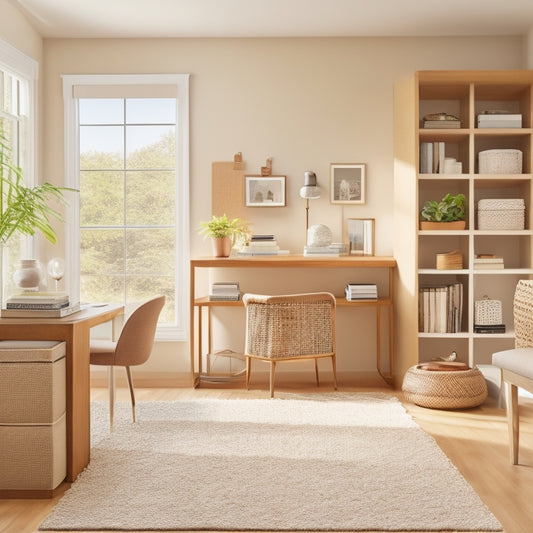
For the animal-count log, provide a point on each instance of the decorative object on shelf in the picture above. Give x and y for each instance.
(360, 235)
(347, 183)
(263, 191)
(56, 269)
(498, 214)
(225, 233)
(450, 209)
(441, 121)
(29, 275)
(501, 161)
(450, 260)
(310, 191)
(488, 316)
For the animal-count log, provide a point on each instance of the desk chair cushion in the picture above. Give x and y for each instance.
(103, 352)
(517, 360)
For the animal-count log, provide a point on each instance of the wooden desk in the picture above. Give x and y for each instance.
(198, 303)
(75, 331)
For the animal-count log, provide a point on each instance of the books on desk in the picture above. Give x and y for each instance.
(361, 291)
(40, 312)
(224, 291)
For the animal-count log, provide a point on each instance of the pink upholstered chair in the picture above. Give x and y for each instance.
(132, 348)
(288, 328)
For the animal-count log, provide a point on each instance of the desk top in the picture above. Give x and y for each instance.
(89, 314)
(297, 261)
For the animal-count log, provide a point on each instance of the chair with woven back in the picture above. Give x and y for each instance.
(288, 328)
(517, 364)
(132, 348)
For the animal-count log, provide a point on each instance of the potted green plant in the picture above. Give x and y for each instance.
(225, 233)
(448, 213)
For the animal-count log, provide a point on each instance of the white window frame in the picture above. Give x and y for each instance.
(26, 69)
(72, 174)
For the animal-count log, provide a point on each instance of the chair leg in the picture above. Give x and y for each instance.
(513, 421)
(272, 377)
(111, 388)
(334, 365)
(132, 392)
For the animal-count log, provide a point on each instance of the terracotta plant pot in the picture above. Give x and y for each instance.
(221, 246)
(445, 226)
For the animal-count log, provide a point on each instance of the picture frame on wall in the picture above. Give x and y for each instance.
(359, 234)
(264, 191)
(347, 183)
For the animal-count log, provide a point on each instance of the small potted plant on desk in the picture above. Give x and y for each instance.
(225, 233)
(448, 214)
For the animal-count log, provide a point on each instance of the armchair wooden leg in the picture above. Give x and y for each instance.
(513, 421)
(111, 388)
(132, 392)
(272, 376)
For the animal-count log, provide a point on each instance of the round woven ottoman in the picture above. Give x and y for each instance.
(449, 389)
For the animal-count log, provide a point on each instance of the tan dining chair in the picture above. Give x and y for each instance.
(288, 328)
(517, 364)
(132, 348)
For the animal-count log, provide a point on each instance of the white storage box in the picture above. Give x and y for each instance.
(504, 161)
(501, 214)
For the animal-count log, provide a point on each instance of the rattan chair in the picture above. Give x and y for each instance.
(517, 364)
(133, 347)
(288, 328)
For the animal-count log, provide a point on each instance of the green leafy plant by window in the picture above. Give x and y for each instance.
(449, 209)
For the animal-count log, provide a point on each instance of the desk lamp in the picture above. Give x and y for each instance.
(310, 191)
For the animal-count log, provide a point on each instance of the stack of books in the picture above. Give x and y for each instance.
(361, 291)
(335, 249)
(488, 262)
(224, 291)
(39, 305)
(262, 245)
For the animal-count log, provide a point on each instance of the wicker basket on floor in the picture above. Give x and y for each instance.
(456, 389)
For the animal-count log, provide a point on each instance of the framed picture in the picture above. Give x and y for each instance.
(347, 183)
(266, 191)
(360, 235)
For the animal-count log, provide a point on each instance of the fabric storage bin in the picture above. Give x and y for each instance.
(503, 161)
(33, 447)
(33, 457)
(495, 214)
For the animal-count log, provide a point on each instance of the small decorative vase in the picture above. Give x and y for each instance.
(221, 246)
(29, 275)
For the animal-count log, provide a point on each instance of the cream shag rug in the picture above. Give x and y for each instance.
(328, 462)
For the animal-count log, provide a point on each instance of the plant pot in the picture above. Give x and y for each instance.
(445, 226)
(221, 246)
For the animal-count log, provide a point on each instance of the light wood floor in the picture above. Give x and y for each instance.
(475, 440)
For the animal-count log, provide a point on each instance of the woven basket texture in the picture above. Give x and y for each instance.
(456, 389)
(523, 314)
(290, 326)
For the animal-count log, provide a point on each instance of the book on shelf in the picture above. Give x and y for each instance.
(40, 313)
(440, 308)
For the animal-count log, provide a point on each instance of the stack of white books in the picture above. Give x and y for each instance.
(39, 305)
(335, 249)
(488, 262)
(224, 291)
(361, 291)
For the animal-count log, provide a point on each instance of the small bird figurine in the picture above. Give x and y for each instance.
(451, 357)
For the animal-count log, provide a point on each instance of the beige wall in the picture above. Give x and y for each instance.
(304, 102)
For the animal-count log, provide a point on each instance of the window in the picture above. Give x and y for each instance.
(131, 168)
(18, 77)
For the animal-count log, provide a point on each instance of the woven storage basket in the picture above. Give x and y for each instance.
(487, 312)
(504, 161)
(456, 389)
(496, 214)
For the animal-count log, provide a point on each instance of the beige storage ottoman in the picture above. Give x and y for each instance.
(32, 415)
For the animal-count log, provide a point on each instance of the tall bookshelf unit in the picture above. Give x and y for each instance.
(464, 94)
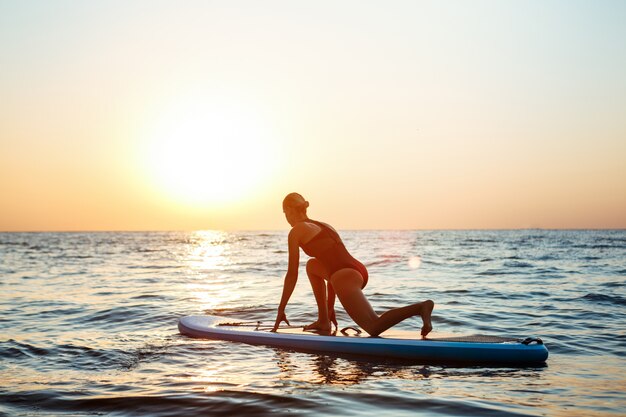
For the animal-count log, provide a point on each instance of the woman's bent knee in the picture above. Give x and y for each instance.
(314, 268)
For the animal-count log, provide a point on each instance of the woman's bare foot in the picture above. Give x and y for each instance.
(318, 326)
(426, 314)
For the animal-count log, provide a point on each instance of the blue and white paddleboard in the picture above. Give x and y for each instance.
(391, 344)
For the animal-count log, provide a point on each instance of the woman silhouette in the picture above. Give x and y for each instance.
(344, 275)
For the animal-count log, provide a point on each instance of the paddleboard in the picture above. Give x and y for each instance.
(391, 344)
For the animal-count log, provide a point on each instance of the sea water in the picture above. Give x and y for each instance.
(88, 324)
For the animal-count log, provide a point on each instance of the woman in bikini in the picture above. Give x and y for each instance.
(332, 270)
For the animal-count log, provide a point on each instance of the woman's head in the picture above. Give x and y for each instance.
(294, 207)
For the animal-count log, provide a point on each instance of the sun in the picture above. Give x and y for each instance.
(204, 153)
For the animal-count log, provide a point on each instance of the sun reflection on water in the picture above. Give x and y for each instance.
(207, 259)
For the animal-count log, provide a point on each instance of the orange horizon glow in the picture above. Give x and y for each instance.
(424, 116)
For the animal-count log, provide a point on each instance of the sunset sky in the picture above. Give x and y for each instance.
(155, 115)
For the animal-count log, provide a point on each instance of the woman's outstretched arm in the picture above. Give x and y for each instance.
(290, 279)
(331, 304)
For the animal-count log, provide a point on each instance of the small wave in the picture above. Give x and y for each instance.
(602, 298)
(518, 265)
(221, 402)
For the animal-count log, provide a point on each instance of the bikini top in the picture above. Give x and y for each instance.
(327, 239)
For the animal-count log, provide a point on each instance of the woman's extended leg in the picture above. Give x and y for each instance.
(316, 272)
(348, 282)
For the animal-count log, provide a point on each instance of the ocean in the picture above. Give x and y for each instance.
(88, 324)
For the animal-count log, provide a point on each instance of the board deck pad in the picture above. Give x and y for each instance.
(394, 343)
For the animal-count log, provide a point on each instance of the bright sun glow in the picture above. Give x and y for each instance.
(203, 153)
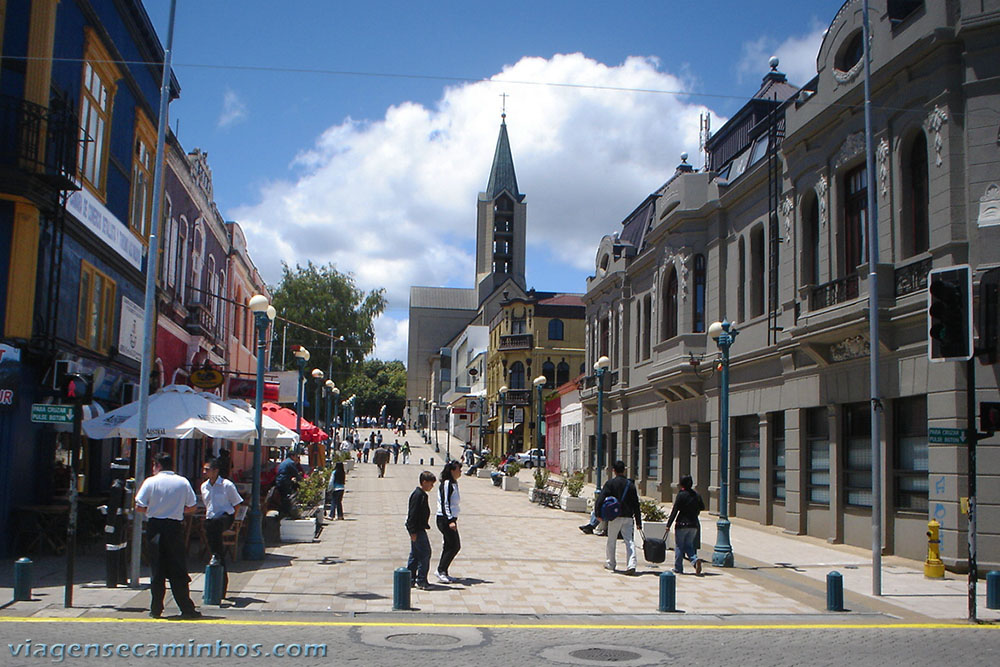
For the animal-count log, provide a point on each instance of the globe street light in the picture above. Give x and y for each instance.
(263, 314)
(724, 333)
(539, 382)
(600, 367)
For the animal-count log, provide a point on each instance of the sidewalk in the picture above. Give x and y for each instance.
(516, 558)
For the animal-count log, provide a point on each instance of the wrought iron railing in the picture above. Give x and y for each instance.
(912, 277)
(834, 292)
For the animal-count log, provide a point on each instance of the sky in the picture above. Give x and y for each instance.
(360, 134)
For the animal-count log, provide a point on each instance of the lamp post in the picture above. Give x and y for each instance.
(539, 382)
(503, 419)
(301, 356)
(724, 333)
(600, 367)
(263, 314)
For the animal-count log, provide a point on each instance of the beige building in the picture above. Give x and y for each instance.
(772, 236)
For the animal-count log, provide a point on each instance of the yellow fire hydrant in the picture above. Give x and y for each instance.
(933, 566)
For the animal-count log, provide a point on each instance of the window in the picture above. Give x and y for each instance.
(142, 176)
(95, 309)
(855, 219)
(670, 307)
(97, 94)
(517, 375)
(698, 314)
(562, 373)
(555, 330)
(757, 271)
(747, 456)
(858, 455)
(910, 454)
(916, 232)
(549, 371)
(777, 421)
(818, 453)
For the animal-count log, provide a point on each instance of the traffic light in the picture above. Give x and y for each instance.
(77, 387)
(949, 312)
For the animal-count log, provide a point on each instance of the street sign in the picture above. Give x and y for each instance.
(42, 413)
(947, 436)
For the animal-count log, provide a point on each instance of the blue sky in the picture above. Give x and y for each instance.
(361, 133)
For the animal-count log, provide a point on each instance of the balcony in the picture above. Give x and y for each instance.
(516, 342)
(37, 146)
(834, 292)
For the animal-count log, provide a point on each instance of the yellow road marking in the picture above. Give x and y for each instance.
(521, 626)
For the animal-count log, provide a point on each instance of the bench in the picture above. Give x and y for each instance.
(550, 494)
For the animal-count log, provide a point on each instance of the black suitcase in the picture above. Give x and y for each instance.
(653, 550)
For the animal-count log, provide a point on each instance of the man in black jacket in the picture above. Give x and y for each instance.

■ ■ ■

Give the lines from the one containing "of the balcony" through the end of the entries again, exactly as written and with no other lines.

### The response
For the animal-count log, provide a point on each instance of the balcony in the picture above. Give x and y for each instance.
(516, 342)
(37, 146)
(834, 292)
For the animal-count log, provide a point on each instance of the yellow road marking in the picture above. Give x and y for each instance.
(521, 626)
For the animal-count log, provide a point on each instance of the bench in the picture above. Give x and y for each instance.
(550, 494)
For the animal-count log, provide a point on each instance of the black suitcase in the picture above. Give x and y for each instance.
(653, 550)
For the animal-count log, provide a point on each instance of the man in black jacket in the picture above. Give x and y for each instance.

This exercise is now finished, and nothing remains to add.